== Segment start ==

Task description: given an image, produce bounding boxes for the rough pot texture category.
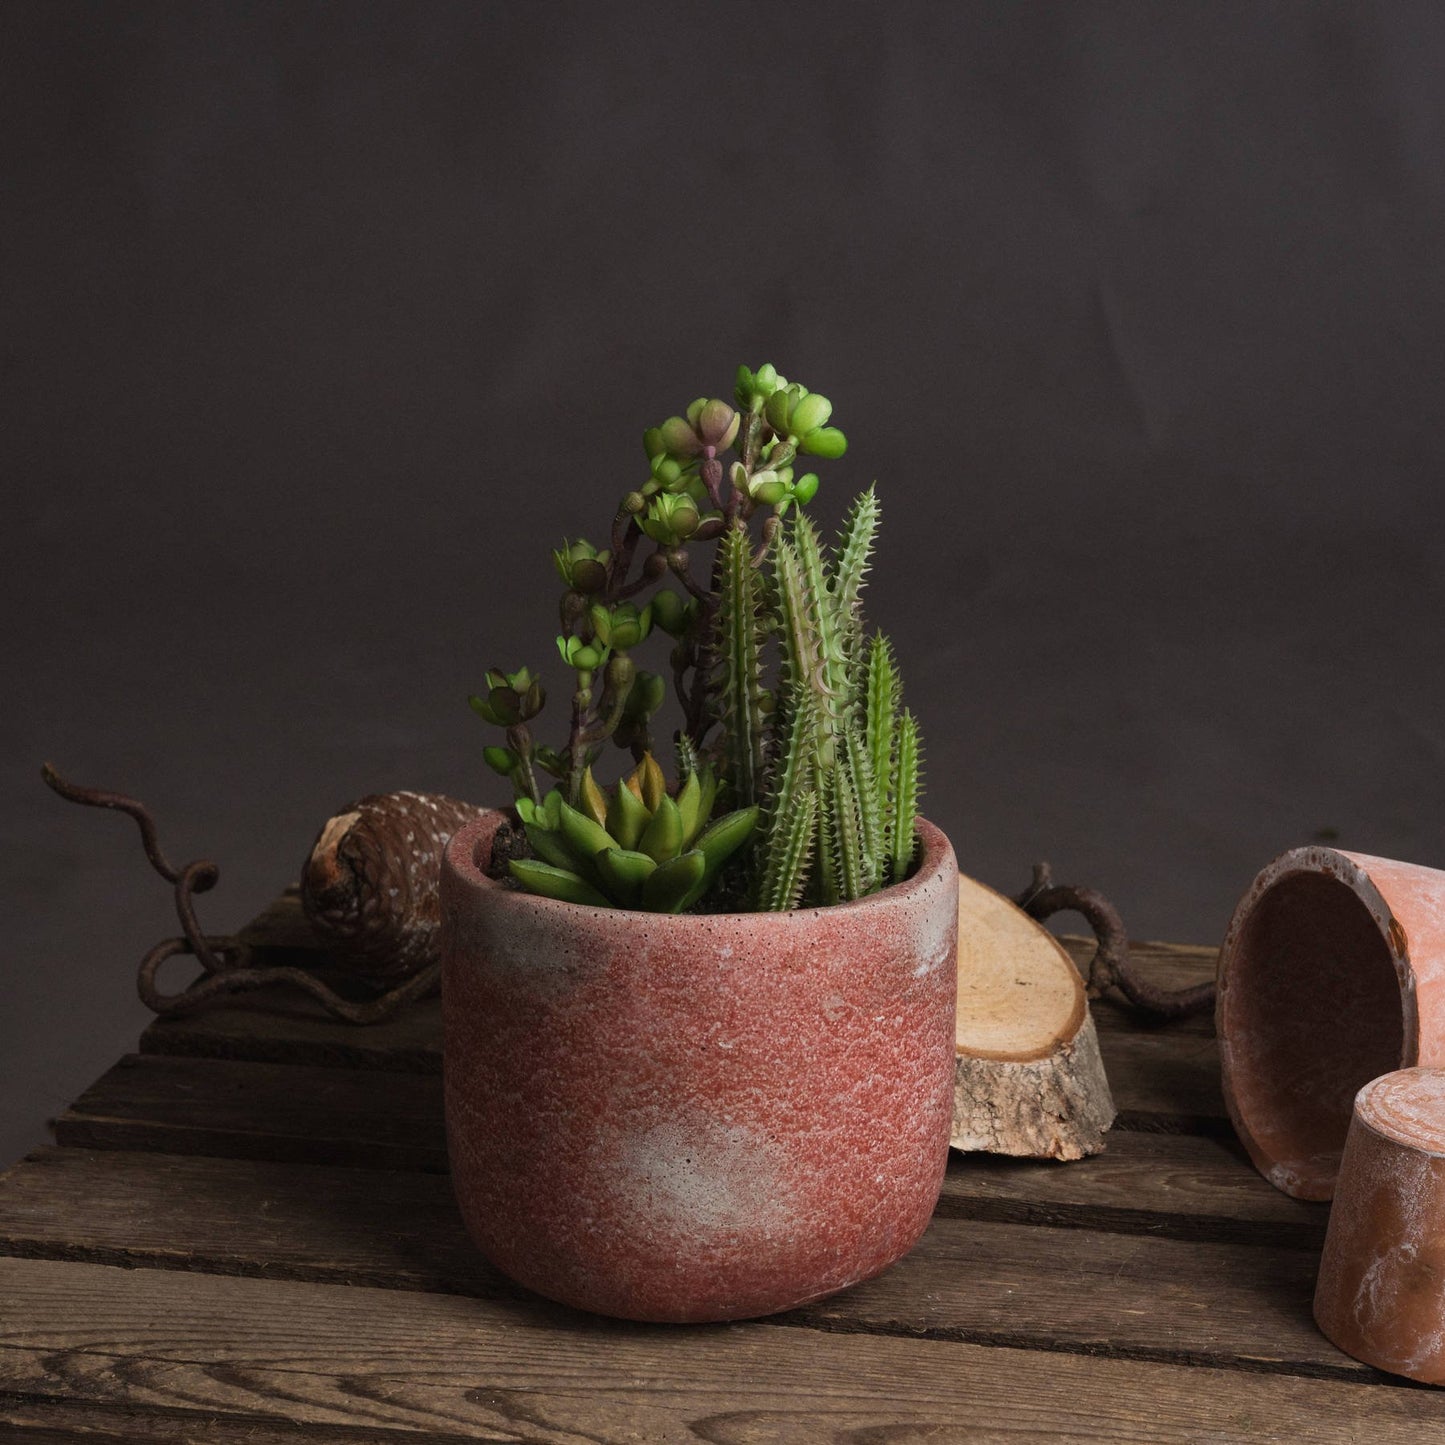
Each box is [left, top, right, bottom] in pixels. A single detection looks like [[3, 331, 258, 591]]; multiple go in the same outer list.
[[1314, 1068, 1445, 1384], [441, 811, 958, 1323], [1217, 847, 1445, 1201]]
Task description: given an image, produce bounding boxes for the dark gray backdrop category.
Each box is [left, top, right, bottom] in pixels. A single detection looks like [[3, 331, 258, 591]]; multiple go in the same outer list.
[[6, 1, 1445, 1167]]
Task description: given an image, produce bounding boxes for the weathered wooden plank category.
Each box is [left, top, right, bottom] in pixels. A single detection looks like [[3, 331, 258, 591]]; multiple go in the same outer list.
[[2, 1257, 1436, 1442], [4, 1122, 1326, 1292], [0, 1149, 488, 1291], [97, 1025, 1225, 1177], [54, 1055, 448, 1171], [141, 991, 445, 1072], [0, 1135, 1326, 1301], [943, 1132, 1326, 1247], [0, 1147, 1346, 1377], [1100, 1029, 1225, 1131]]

== Segment end ==
== Segment start ==

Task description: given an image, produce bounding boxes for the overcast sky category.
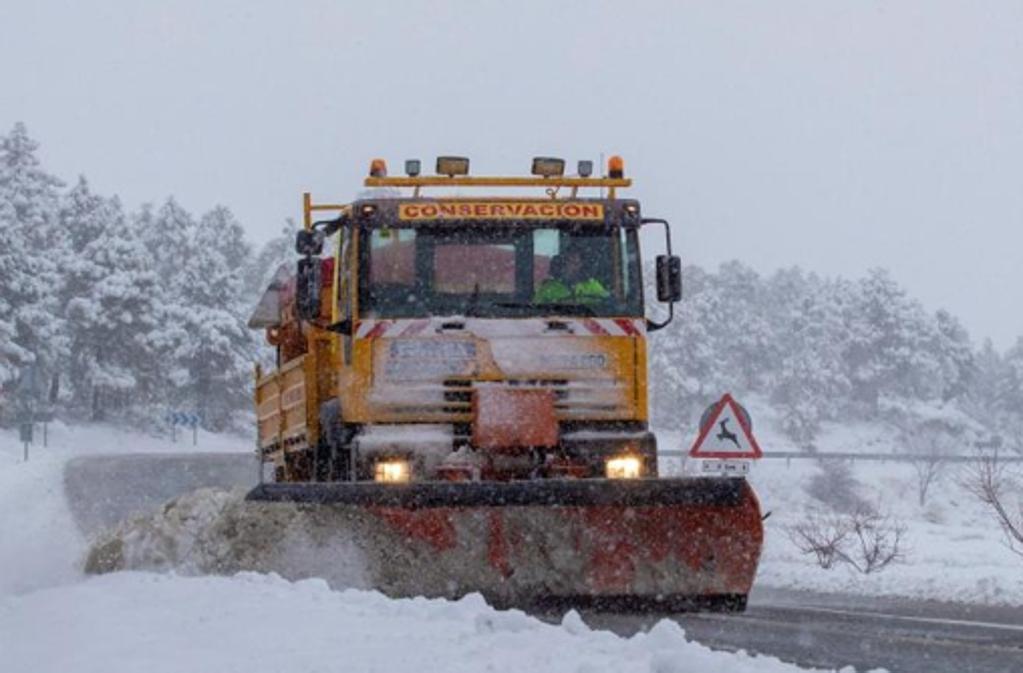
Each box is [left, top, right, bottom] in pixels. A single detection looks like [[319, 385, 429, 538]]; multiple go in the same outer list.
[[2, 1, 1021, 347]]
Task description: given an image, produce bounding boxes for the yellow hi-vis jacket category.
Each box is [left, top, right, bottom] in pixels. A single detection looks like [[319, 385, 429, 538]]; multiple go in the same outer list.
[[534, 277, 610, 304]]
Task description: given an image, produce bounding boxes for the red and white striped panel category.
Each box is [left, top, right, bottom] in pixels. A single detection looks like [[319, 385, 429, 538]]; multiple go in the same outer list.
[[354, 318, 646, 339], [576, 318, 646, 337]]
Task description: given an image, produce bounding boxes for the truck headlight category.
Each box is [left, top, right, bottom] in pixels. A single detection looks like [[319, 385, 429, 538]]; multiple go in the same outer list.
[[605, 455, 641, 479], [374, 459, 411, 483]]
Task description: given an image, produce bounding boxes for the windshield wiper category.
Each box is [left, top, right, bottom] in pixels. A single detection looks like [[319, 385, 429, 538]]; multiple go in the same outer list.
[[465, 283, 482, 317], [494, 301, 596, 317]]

== Segment end ==
== Segment start ==

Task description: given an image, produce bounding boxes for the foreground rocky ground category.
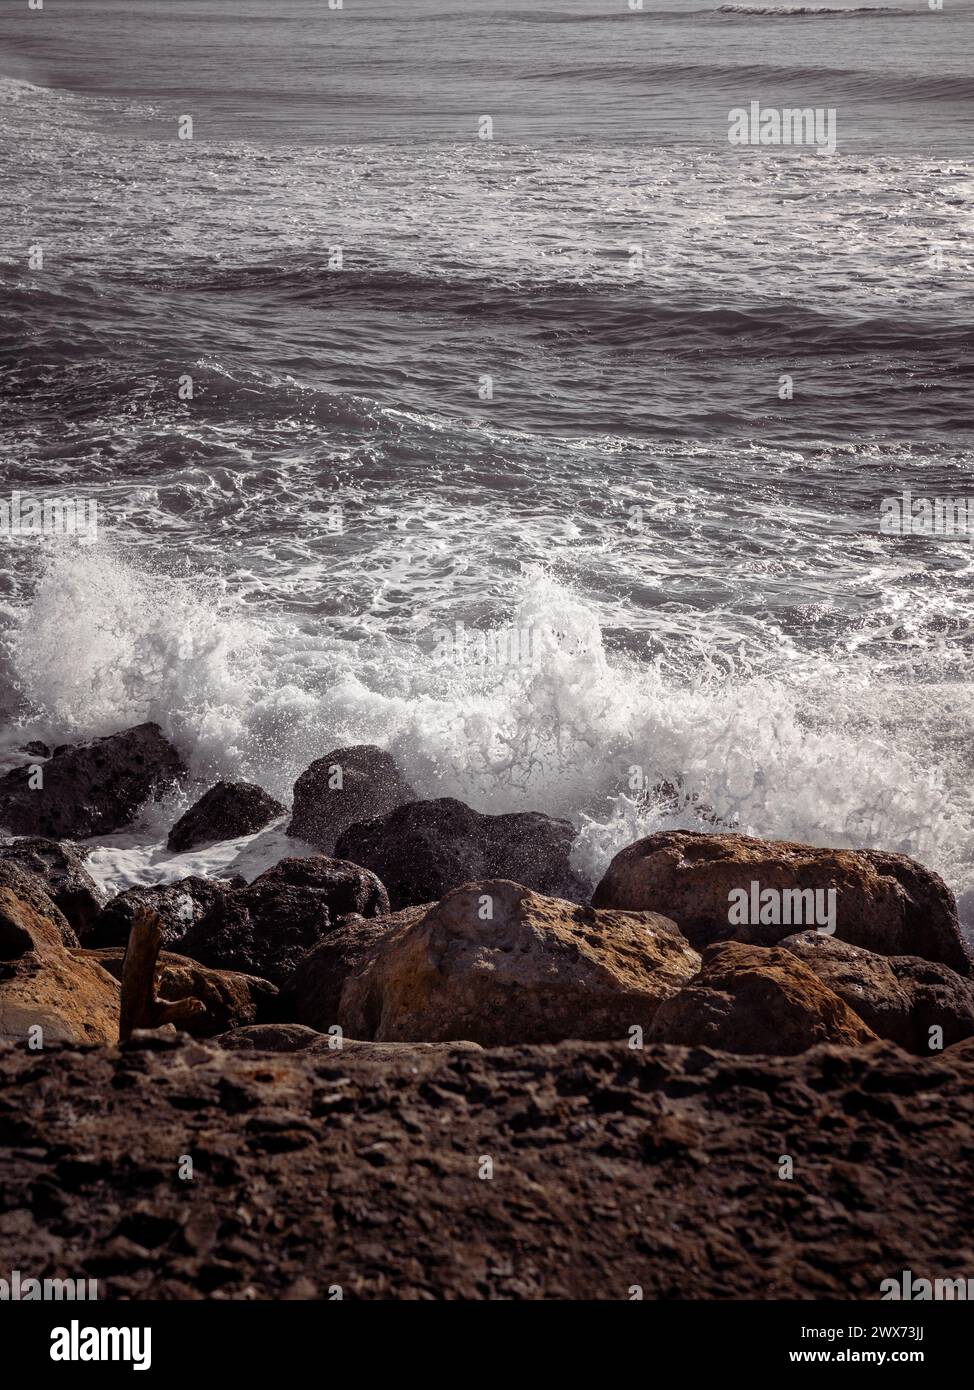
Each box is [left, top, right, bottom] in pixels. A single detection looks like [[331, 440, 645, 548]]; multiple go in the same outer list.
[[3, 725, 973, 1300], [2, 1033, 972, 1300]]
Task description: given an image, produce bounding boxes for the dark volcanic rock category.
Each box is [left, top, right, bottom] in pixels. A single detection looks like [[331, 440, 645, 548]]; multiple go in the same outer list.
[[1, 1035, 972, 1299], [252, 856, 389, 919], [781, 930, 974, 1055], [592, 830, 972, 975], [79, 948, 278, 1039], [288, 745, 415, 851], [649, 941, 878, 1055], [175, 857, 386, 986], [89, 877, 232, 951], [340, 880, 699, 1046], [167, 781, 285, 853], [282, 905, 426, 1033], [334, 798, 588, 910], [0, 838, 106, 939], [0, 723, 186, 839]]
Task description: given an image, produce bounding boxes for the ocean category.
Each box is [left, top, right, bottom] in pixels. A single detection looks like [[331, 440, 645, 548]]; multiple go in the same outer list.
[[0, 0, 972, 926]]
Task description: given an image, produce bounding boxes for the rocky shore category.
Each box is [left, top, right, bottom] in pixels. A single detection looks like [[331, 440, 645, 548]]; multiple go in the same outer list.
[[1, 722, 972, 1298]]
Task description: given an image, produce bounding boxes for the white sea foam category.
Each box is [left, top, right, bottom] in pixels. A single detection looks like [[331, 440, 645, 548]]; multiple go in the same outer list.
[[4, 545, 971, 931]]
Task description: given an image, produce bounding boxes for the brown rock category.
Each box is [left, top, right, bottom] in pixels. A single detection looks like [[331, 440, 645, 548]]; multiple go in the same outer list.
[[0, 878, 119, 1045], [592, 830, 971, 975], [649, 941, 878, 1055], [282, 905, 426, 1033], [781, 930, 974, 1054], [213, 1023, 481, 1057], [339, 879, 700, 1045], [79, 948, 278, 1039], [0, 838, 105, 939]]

== Segment end ==

Where a line of the data holds "dark", show that line.

### Completed task
Task description: given an image, produce bounding boxes for the dark gray backdrop category.
Task description: given an image, produce bounding boxes for the dark volcanic rock category.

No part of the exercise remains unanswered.